▼
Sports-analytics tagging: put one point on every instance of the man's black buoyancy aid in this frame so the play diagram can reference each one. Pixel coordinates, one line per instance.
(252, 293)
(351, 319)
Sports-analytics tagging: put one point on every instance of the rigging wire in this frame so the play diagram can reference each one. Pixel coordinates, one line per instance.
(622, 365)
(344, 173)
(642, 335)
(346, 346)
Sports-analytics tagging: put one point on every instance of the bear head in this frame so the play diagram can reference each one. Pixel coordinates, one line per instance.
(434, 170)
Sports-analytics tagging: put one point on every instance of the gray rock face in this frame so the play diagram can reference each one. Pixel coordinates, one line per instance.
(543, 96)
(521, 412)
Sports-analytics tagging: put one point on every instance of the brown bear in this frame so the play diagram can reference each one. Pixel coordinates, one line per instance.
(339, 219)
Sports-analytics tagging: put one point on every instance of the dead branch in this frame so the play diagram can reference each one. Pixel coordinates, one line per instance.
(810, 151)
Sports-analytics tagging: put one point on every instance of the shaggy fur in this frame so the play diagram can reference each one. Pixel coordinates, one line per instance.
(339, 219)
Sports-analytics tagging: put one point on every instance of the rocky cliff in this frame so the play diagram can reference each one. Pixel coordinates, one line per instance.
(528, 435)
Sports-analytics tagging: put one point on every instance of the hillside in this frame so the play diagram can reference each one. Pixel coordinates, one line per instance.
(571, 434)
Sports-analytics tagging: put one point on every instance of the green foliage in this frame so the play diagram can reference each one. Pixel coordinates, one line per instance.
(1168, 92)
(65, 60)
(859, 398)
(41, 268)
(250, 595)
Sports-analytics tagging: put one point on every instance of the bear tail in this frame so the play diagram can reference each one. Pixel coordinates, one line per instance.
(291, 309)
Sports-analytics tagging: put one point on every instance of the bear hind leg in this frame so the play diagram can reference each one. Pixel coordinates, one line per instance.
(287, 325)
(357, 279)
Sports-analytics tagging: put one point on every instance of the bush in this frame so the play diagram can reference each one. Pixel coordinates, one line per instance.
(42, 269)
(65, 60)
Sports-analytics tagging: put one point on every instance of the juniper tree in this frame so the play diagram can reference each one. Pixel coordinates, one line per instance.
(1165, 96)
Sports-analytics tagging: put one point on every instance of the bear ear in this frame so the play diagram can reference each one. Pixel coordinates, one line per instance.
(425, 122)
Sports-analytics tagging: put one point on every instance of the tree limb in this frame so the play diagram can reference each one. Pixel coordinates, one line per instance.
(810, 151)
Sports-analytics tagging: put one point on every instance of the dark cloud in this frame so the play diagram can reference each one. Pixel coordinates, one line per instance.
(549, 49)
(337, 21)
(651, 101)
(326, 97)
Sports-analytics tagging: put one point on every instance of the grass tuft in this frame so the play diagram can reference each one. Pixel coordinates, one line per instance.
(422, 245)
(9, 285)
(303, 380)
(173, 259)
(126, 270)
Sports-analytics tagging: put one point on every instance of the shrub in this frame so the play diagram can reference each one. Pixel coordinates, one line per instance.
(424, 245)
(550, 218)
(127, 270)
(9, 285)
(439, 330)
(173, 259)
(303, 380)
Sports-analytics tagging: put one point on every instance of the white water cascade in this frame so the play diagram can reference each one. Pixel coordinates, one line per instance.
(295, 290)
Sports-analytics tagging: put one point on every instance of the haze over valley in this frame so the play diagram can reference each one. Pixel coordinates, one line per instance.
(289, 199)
▲
Convert every line of the items above into a Markdown table with the columns Row and Line, numbering each row and omitting blank lines.

> Final answer
| Row | Line |
|---|---|
| 1 | Sports-analytics tagging: put one point on every instance of the man's black buoyancy aid in this frame so the play diagram can reference each one. Pixel coordinates, one line per instance. |
| 2 | (252, 293) |
| 3 | (351, 319) |
| 4 | Sports-analytics tagging: put one point on every instance of the rigging wire in this frame so the play diagram can reference each one. Pixel coordinates, one line per instance. |
| 5 | (622, 365) |
| 6 | (344, 173) |
| 7 | (642, 335) |
| 8 | (346, 346) |
| 9 | Sports-analytics tagging: put one point on every instance of the bear head in this frame so the play diagram can reference each one. Pixel coordinates, one line per instance. |
| 10 | (434, 170) |
| 11 | Sports-analytics tagging: put one point on every instance of the gray rock face in this frame so the play diagram can reference each one. Pixel coordinates, one line per instance. |
| 12 | (543, 96) |
| 13 | (521, 412) |
| 14 | Sports-analytics tagging: put one point on every instance of the brown bear in this frame so the play diagram can reference each one. Pixel coordinates, one line per instance. |
| 15 | (339, 219) |
| 16 | Sports-analytics tagging: put one point on every instance of the dead branch in this frame so the play diagram can reference each one. Pixel coordinates, one line per instance. |
| 17 | (810, 151) |
| 18 | Sports-analytics tagging: put one point on every instance of the shaggy fur in this frame so the play diagram can reference each one. Pixel coordinates, one line per instance. |
| 19 | (339, 219) |
| 20 | Sports-analytics tagging: put one point on every instance of the rocky cliff in this frame so the play diagram can reference each one. Pixel coordinates, one line per instance. |
| 21 | (528, 435) |
| 22 | Sports-analytics tagging: put one point on every instance of the hillside in this frame so the play diagram can reference each one. Pixel coordinates, one line per instance. |
| 23 | (571, 434) |
| 24 | Sports-analytics tagging: put one point on every instance of the green foliage in this frame so the play diagram can reference each one. Pixel coordinates, one line per instance. |
| 25 | (1168, 92) |
| 26 | (65, 60) |
| 27 | (859, 398) |
| 28 | (41, 268) |
| 29 | (250, 595) |
| 30 | Sports-analytics tagging: put one point on every instance of the bear tail in this frame so the play diagram can reference each one. Pixel coordinates, one line per instance. |
| 31 | (291, 309) |
| 32 | Sports-analytics tagging: put one point on every instance of the bear hind leg in this frame so the play diagram can reference each one. Pixel coordinates, one line per instance. |
| 33 | (287, 325) |
| 34 | (357, 279) |
| 35 | Sports-analytics tagging: put one point on every instance of the bush in this frame so the play diagram can reference each one. Pixel coordinates, one line per instance. |
| 36 | (42, 269) |
| 37 | (65, 60) |
| 38 | Sports-analytics tagging: put one point on every instance of the juniper tree in this frame so the play diagram can reference each one. Pixel coordinates, one line per instance. |
| 39 | (1165, 96) |
| 40 | Sports-analytics tagging: put one point on every instance of the bear ear in this frame so the play diagram can reference each one. Pixel coordinates, one line per instance. |
| 41 | (425, 122) |
| 42 | Sports-analytics tagging: put one point on every instance of the tree limb in this frame so the play diagram can reference each one. Pixel coordinates, one line per instance. |
| 43 | (810, 151) |
| 44 | Sports-analytics tagging: put one point on every instance of the dark cloud in this frame so the play diagram can reference each one. Pixel coordinates, one line per instance. |
| 45 | (549, 49) |
| 46 | (337, 21) |
| 47 | (651, 101) |
| 48 | (326, 97) |
| 49 | Sports-analytics tagging: put one point on every instance of the grass tuft in this frame so the play diagram can reference each one. Pixel coordinates, one line per instance. |
| 50 | (422, 245) |
| 51 | (9, 285) |
| 52 | (303, 380) |
| 53 | (173, 259) |
| 54 | (126, 270) |
| 55 | Sports-analytics tagging: put one point on every instance of the shrub in this frame so the play diagram can reference each one. Pixel coordinates, one line per instance. |
| 56 | (424, 245) |
| 57 | (550, 218) |
| 58 | (127, 270) |
| 59 | (9, 285) |
| 60 | (439, 330) |
| 61 | (173, 259) |
| 62 | (303, 380) |
| 63 | Sports-analytics tagging: put one point on every instance of the white water cascade in this frame so the play diagram can reference each one. Pixel coordinates, one line per instance. |
| 64 | (295, 290) |
| 65 | Sports-analytics tagging: put one point on every instance of the haze over valley in this frame so the play diagram can reference each one. Pixel coordinates, one line per instance. |
| 66 | (289, 199) |